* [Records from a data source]
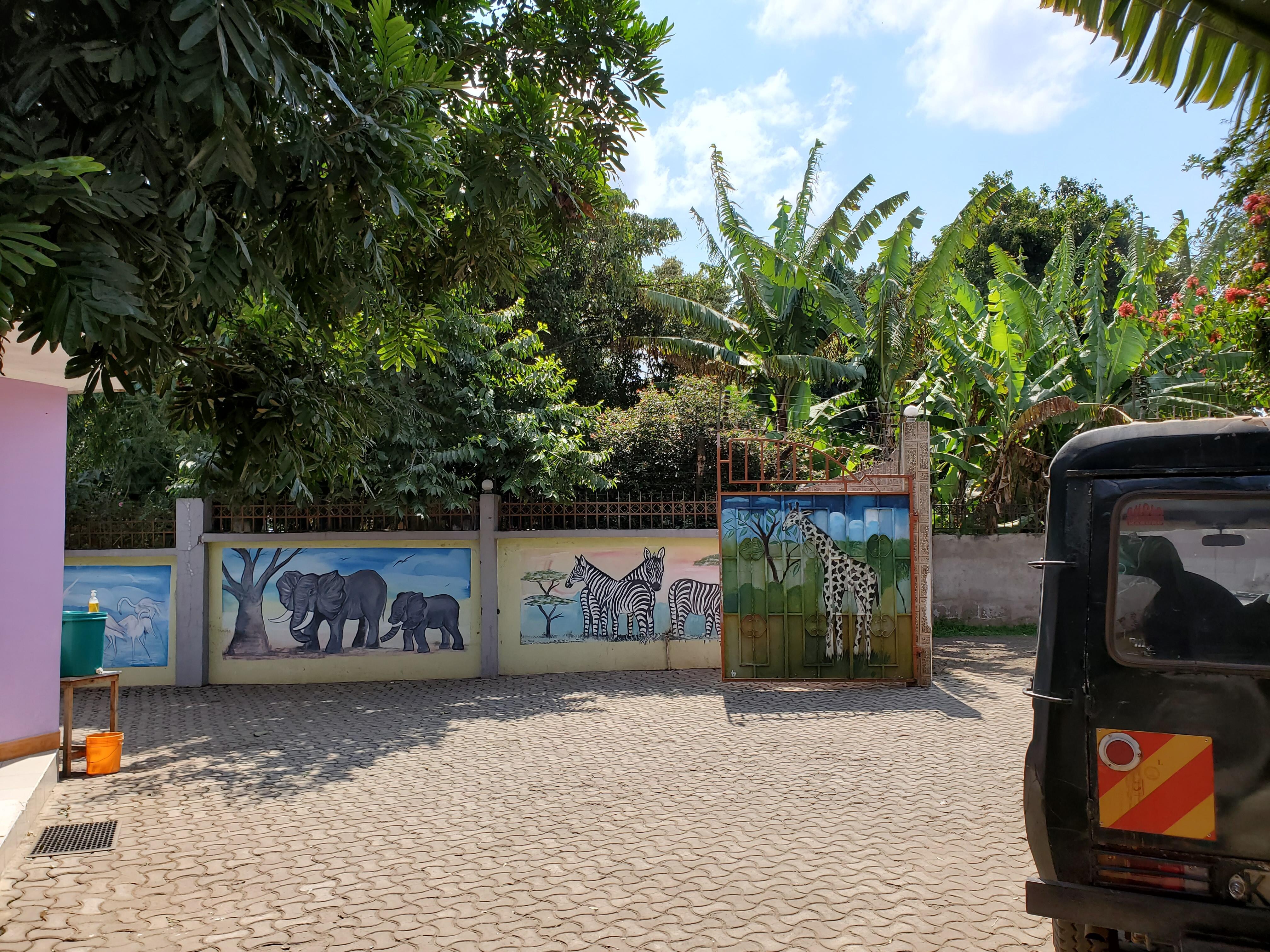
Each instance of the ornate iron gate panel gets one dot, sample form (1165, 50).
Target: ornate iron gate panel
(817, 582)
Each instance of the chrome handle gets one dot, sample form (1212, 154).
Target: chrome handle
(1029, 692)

* [What is being asked] Rewrite all of the records above as a two-column CSV with the headers text and answer. Give one row for each answer, paired with the wording it responds to, with every field in double quotes and any line breaks turned into spaces, and leave the pictures out.

* [Correct answer]
text,answer
"Each instance of the ornate iron gate panel gets one dot, sample form (1165, 50). Target: ornate iron gate panel","(817, 582)"
"Each instance of the chrome handle gets one dot, sample form (1212, 154). Target: chrome handle","(1029, 692)"